Mi dulce esposo, con el alma y vida
es tuya tu Leonor; mi dicha fundo
en seguirte hasta el fin del ancho mundo.
Vamos, resuelta estoy, fijé mi suerte,
separarnos podrá sólo la muerte.


(I, 7)                


Donde sobre todo ese poderoso «fijé mi suerte» pretende señalar el pasaje de una moral heterónoma a una autónoma. Y si las vacilaciones anteriores cuentan más, para el desarrollo de la trama, que esta decisión tardía la cual resulta en este respecto ininfluyente, Leonor ha logrado sin embargo ponerse, como la heroína de Larra, al lado de Álvaro, protagonista junto con él, ya no antagonista.

No importa que luego se porte de manera bastante conformista buscando la solución tradicional del refugio en el convento, con sus exclamaciones contritas, su deseo, que confiesa al santo fraile, de abandonar al amante y al amor, sus súplicas a la Virgen que nuevamente llaman a la memoria a la heroína del primer drama romántico: todo esto lo aprovecha Rivas para un planteamiento teatral muy hábil y muy efectista.

En efecto, como consecuencia de la nivelación de los dos componentes de la pareja, un inteligente paralelismo acompaña la actuación de los dos; que a la par se convierten, aunque sea en tiempos diferentes, a la misma vida dedicada a la religión y al sacrificio y en el mismo lugar sagrado, donde se encontrarán al final para dejarse atrapar, casi al mismo tiempo, por una muerte igualmente violenta.

Aunque no le atribuya una actuación tan decisiva como la del personaje de Larra, Rivas, hombre de rica experiencia teatral, ha sabido, pues, sacar unas sugerentes consecuencias dramatúrgicas que compensan el inicial, tradicional desequilibrio en el interior de la pareja: lo que no había sabido realizar Martínez de la Rosa.

El 1836 fue el año del triunfo de El Trovador, una pieza que nuevamente llevaba a la escena a una mujer transgresiva, que sin embargo se diferenciaba de las anteriores. Si la transgresión de Laura consistía en haberse casado a escondidas del padre, la de Elvira en abandonar al esposo no querido para vivir y morir al lado del hombre que realmente amaba, y la de Leonor, en la decisión de huir con el ser amado (que más propiamente habría que definir un intento frustrado de transgresión), de la cual muy pronto se redime proponiéndose una vida de penitencia en el convento de los Ángeles, García Gutiérrez hace recorrer a su heroína el camino inverso: desde el convento donde se ha refugiado para evitar las bodas aborrecidas, Leonor huye para colocarse al lado del hombre que ama y al fin morir con él.

= Datos proporcionados =
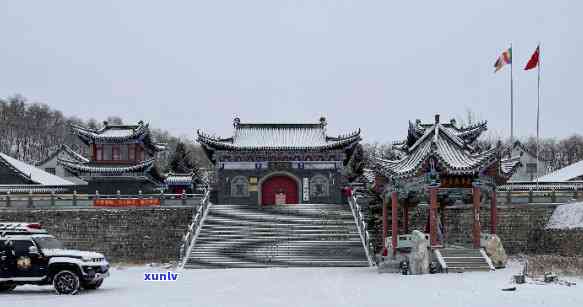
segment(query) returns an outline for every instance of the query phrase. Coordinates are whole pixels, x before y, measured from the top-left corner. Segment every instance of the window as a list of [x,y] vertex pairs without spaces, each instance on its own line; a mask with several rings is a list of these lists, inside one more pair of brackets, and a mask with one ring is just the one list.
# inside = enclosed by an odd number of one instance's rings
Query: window
[[526,163],[526,173],[536,174],[536,163]]
[[129,161],[136,160],[136,145],[135,144],[128,145],[128,160]]
[[18,255],[26,255],[28,254],[28,248],[33,246],[32,241],[30,240],[15,240],[14,243],[14,253]]
[[45,168],[45,172],[54,175],[56,173],[56,170],[54,167],[47,167],[47,168]]
[[95,145],[95,160],[103,160],[103,145]]
[[119,161],[121,160],[121,150],[119,145],[111,145],[111,160]]
[[141,146],[136,146],[136,160],[144,161],[144,149]]
[[111,145],[103,145],[103,160],[111,161]]
[[243,176],[237,176],[231,180],[231,196],[247,197],[249,196],[249,181]]
[[327,197],[329,195],[328,179],[322,175],[316,175],[310,179],[310,196]]
[[122,161],[128,161],[128,155],[129,155],[129,150],[128,150],[129,146],[126,145],[121,145],[120,146],[120,150],[121,150],[121,157],[120,160]]

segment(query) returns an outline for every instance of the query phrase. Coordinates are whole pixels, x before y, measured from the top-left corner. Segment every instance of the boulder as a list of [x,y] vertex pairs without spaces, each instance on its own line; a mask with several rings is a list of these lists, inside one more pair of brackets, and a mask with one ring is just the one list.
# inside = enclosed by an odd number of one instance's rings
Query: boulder
[[431,259],[429,241],[418,230],[414,230],[411,234],[413,235],[413,247],[411,248],[411,253],[409,253],[410,274],[427,274],[429,273],[429,262]]
[[483,247],[486,250],[488,257],[490,257],[490,260],[492,260],[492,265],[494,265],[495,268],[499,269],[506,267],[508,256],[506,255],[504,246],[502,246],[500,237],[497,235],[492,235],[488,240],[486,240]]

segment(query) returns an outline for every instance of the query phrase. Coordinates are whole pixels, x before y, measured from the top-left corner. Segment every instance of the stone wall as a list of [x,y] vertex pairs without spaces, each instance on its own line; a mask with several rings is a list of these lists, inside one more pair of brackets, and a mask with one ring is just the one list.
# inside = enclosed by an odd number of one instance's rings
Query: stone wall
[[112,262],[178,258],[192,207],[2,209],[0,221],[40,222],[68,248],[102,252]]

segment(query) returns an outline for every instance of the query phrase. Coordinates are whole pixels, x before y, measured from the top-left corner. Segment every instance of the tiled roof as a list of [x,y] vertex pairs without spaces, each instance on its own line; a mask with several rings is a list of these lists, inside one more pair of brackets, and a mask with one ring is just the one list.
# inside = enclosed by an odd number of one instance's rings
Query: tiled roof
[[561,182],[573,180],[581,176],[583,176],[583,161],[575,162],[550,174],[544,175],[540,177],[538,181]]
[[109,125],[106,123],[101,129],[89,129],[71,124],[71,132],[79,136],[86,144],[127,143],[132,140],[140,140],[152,151],[166,150],[165,144],[152,140],[148,126],[142,121],[138,122],[137,125]]
[[[437,115],[437,117],[439,117],[439,115]],[[433,123],[423,124],[419,119],[416,120],[415,123],[409,122],[407,139],[395,142],[394,145],[396,149],[399,150],[411,147],[426,134],[427,129],[433,128]],[[440,128],[444,131],[447,131],[449,134],[454,135],[456,138],[462,140],[466,144],[471,144],[482,134],[482,132],[488,129],[488,122],[483,121],[467,127],[458,127],[456,121],[451,120],[449,123],[440,123]]]
[[36,168],[30,164],[26,164],[22,161],[16,160],[8,155],[0,153],[0,164],[8,167],[16,174],[28,180],[31,184],[38,184],[43,186],[63,186],[69,187],[75,184],[65,180],[61,177],[49,174],[39,168]]
[[64,187],[47,187],[33,184],[19,184],[19,185],[0,185],[0,193],[61,193],[70,189]]
[[[418,129],[419,128],[419,129]],[[421,129],[422,128],[422,129]],[[472,129],[485,129],[485,126]],[[472,129],[456,128],[452,124],[441,124],[439,117],[432,125],[421,125],[413,128],[413,133],[423,131],[423,135],[415,136],[417,140],[406,148],[405,155],[399,160],[384,160],[376,158],[376,168],[381,174],[391,178],[415,176],[423,163],[429,157],[435,157],[444,167],[446,173],[454,175],[477,174],[498,159],[498,148],[473,153],[471,146],[474,136]],[[410,129],[411,131],[411,129]],[[411,132],[410,132],[411,136]]]
[[168,174],[164,183],[166,185],[191,185],[192,174]]
[[360,130],[338,137],[326,135],[325,123],[248,124],[236,123],[230,138],[197,131],[201,144],[224,150],[321,150],[349,146],[360,141]]
[[36,166],[43,165],[47,161],[49,161],[52,158],[54,158],[57,155],[59,155],[61,152],[62,153],[65,153],[67,155],[68,160],[73,160],[73,161],[78,161],[78,162],[84,162],[84,163],[89,162],[89,159],[87,159],[84,156],[82,156],[81,154],[77,153],[76,151],[74,151],[73,149],[71,149],[71,147],[63,144],[63,145],[59,146],[57,150],[55,150],[51,154],[49,154],[48,157],[46,157],[44,160],[35,163],[35,165]]
[[74,173],[101,173],[101,174],[126,174],[126,173],[139,173],[146,172],[154,165],[154,159],[149,159],[142,161],[134,165],[98,165],[98,164],[88,164],[79,163],[75,161],[69,161],[64,159],[58,159],[57,163],[62,165],[64,168],[72,171]]
[[583,191],[583,181],[566,182],[509,182],[499,186],[498,191]]
[[520,156],[500,160],[500,172],[507,178],[510,178],[521,166]]

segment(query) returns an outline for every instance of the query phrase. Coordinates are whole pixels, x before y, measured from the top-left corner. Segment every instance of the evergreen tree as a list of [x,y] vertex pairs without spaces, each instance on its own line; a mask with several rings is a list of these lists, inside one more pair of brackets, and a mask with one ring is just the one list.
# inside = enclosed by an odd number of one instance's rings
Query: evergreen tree
[[176,149],[174,150],[174,154],[170,158],[170,163],[168,164],[168,170],[175,174],[197,172],[196,163],[191,158],[188,150],[186,150],[186,146],[183,142],[178,142],[176,144]]

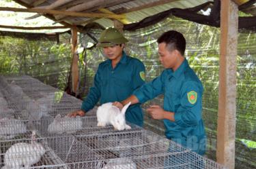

= Tareas escritas =
- A) Contesta estas preguntas sobre el texto sobre el drama romántico:
(i) ¿En qué convento se propone Leonor una vida de penitencia después de su intento de huir?
(ii) ¿En qué año triunfó El Trovador?
(iii) ¿Quién no había sabido compensar el desequilibrio tradicional dentro de la pareja?
- B) Retoma el texto sobre el drama romántico y sigue escribiéndolo a partir de su última oración.
El material viene de otra fuente, distinta del texto sobre el drama romántico.

= Respuestas del ejercicio =
- A)
(i) En el convento de los Ángeles.
(ii) En 1836.
(iii) Martínez de la Rosa.

- B)
Si la Elvira de Larra es la primera adúltera del romanticismo español, la Leonor de García Gutiérrez es la primera exclaustrada; objeto, pues, de mayor escándalo, ya que ahora estalla nada menos que una rivalidad entre el hombre y Dios, de la que la divinidad sale derrotada. Leonor es plenamente consciente del sacrilegio que está cometiendo, pero su pasión es más fuerte del temor al pecado. Verdad es que, como sus predecesoras, apela en un primer momento a la ineluctabilidad de los votos pronunciados para rechazar las declaraciones de amor de Manrique:


Mi vida,
aunque llena de horror y de amargura,
ya consagrada está, y eternamente,
en las aras de un Dios omnipotente.


(III, 5)                


Pero muy pronto el amor lo supera todo y la joven no sólo confiesa su incapacidad de liberarse de su «pasión criminal» en el momento mismo en que, «ante el altar postrada», intenta dirigir sus pensamientos a Dios, sino que hasta transfiere a Manrique lo que más propiamente le pertenece a Dios: «Sí, yo te adoro aún (ibid.; acabando por confesar sacrílegamente: «tus brazos son mi altar» (ibid.).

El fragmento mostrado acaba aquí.